- _Required work_
May I have, exactly as written, the line containing "[mark] white window" and every line after it through the end of the listing below, and nothing else?

════════════════

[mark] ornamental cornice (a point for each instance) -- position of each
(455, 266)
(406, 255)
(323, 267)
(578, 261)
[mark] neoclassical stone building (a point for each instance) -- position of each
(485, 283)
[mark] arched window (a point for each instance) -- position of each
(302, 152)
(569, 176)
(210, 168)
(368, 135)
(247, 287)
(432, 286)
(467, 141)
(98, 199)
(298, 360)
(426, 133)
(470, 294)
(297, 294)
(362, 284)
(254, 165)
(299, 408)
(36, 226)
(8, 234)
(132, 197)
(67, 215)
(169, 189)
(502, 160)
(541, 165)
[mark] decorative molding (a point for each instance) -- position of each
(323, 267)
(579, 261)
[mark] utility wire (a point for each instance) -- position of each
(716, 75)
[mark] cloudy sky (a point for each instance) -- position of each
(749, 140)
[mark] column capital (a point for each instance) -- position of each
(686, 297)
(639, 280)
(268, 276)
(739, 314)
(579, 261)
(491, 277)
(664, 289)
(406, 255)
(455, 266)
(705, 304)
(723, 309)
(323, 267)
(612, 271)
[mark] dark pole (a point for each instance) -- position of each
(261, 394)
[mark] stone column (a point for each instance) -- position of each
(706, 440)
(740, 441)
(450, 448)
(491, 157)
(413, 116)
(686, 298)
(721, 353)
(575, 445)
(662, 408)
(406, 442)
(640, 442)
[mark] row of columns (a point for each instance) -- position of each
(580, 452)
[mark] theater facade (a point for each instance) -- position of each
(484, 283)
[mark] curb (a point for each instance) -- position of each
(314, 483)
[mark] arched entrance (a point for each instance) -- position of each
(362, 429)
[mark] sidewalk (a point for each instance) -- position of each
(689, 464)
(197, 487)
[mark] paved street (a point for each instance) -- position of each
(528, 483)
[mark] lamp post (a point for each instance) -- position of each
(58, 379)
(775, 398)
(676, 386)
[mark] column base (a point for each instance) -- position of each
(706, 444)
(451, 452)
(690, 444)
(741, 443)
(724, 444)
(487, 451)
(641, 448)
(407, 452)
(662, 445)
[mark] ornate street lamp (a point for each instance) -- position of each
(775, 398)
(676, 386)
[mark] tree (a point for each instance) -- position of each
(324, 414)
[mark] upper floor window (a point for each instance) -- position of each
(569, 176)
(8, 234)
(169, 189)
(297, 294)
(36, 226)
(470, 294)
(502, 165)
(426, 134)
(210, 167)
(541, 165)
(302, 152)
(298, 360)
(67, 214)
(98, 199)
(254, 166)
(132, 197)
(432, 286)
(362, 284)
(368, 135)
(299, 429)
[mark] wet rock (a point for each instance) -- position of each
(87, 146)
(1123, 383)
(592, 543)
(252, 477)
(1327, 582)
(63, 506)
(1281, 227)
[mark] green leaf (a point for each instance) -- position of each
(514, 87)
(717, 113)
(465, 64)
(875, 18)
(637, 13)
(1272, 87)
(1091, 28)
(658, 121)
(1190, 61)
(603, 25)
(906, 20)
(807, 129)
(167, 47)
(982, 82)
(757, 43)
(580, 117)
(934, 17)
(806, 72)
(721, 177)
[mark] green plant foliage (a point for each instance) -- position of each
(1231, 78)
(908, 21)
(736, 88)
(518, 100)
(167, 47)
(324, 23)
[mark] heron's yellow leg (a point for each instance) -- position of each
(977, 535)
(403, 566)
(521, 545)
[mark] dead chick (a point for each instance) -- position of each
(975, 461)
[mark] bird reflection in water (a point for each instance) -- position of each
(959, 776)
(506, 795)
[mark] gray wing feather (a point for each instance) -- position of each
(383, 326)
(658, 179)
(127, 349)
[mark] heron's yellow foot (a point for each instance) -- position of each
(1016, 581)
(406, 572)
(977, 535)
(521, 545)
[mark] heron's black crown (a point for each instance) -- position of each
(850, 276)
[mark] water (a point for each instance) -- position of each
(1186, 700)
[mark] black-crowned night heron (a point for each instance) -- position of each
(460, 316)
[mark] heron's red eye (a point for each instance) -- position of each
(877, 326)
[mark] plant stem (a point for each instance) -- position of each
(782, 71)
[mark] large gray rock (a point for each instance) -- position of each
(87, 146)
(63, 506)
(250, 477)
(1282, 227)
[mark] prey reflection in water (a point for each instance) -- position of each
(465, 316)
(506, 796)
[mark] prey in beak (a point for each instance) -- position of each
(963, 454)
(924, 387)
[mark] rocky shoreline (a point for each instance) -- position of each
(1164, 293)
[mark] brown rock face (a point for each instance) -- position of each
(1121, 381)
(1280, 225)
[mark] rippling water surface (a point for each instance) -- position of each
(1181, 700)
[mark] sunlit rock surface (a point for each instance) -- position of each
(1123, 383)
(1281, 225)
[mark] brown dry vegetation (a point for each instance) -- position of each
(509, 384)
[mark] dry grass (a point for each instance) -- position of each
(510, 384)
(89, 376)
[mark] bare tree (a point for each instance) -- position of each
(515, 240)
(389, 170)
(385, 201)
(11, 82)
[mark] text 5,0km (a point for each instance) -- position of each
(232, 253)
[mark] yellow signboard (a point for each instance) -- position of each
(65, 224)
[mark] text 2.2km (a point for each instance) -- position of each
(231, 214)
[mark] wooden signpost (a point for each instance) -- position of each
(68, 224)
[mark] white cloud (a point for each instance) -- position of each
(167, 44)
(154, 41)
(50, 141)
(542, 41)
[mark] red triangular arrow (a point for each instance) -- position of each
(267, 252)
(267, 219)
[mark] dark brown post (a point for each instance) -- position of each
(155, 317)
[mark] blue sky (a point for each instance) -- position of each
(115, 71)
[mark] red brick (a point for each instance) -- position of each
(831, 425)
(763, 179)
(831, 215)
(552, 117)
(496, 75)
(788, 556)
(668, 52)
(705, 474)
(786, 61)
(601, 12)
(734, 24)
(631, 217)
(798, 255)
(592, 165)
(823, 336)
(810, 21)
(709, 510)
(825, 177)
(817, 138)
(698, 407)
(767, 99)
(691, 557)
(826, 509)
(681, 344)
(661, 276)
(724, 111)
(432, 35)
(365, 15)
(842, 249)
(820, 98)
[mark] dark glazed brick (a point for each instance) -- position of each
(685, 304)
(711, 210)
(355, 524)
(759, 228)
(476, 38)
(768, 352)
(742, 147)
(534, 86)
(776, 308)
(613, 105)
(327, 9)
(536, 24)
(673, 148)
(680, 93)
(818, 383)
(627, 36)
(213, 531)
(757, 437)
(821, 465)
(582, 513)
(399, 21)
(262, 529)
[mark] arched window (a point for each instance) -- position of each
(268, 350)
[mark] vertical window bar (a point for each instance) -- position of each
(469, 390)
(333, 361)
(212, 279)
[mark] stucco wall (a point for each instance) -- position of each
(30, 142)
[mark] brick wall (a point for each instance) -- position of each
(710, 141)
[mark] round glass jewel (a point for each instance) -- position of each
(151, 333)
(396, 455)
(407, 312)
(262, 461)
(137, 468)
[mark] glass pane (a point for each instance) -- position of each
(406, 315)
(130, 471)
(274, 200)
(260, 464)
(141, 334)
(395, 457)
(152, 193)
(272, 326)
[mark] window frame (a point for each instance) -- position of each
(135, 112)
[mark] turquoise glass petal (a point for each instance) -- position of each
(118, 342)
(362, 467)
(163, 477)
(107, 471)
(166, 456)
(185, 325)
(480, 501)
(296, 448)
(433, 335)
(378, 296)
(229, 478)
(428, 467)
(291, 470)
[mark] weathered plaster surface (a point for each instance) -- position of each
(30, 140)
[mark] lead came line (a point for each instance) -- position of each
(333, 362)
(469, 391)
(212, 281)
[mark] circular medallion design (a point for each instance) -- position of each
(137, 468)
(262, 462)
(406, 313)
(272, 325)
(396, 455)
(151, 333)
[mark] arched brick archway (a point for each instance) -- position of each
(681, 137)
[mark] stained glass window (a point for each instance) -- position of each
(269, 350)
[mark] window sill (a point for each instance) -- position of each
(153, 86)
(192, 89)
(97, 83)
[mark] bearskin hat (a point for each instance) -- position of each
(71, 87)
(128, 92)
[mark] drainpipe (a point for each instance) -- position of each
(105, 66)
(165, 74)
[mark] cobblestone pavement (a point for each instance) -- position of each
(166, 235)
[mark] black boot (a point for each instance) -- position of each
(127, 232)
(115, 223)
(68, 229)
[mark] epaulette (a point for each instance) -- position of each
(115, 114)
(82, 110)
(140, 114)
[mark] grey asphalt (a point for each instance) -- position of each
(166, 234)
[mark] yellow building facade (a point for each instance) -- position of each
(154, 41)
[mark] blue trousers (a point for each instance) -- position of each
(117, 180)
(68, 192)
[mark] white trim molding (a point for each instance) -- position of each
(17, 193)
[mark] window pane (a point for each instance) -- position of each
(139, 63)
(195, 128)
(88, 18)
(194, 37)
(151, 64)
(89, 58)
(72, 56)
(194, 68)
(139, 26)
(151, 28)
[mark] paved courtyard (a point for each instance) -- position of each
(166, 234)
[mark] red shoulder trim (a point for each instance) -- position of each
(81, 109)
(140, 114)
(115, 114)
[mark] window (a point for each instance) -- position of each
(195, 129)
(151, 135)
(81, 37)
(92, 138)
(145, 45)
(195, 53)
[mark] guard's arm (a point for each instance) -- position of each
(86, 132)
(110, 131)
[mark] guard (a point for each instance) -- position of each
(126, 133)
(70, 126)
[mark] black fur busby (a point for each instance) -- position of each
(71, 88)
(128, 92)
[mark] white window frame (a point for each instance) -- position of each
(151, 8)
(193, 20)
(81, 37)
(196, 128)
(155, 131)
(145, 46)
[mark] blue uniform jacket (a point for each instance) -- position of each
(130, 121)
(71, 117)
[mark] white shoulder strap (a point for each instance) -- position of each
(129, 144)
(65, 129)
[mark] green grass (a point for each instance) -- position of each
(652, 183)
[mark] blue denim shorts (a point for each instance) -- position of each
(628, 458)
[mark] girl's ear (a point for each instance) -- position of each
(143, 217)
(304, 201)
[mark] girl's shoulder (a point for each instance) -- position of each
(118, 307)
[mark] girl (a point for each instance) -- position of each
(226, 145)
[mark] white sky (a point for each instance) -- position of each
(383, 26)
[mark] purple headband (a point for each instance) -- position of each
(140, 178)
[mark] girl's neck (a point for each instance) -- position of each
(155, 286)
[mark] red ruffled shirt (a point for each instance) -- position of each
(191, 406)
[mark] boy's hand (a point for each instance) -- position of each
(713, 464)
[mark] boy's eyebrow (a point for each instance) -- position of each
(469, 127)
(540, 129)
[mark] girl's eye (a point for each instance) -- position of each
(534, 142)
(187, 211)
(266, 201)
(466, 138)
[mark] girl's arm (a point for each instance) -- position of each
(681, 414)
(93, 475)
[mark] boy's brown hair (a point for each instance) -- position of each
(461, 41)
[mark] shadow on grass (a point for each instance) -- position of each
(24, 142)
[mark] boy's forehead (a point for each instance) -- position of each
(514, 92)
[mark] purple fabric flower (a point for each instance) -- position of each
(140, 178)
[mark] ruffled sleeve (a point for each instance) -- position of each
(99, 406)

════════════════

- _Response area_
[mark] white window frame (a point for each instance) -- position of each
(151, 8)
(193, 20)
(81, 37)
(196, 128)
(155, 131)
(145, 46)
[mark] blue uniform jacket (a point for each instance) -- position of each
(130, 121)
(71, 117)
[mark] white shoulder strap (a point for each instance) -- position of each
(129, 144)
(65, 129)
[mark] green grass (a point for each instance) -- position of each
(652, 183)
[mark] blue denim shorts (a point for each instance) -- position of each
(628, 458)
[mark] girl's ear (a point for each instance) -- position of each
(143, 217)
(304, 201)
[mark] girl's shoulder (a point for each instance) -- position of each
(118, 307)
[mark] girl (a point for each instance) -- position of each
(226, 145)
[mark] white sky (a point for each instance) -- position of each
(383, 26)
[mark] purple headband (a point for each instance) -- position of each
(140, 178)
[mark] girl's neck (a point for each instance) -- position of each
(155, 286)
[mark] red ruffled shirt (a point for each instance) -- position of each
(191, 406)
[mark] boy's hand (a point for each instance) -- position of each
(713, 464)
[mark] boy's eyebrow (a point for each instance) -- position of each
(469, 127)
(540, 129)
[mark] girl's eye (a point for each instance) -- position of each
(534, 142)
(187, 211)
(266, 201)
(466, 138)
[mark] girl's arm (a point for each instance) -- position of each
(681, 414)
(93, 475)
[mark] boy's brown hair (a point for each instance) -- position of each
(461, 41)
[mark] shadow on grass (a point for each instance) -- position of each
(24, 142)
[mark] boy's forehead (a point for each instance) -- position of each
(514, 92)
[mark] purple fabric flower (a point for each instance) -- position of each
(140, 178)
[mark] ruffled sleeve (a point for each instance) -- position of each
(99, 406)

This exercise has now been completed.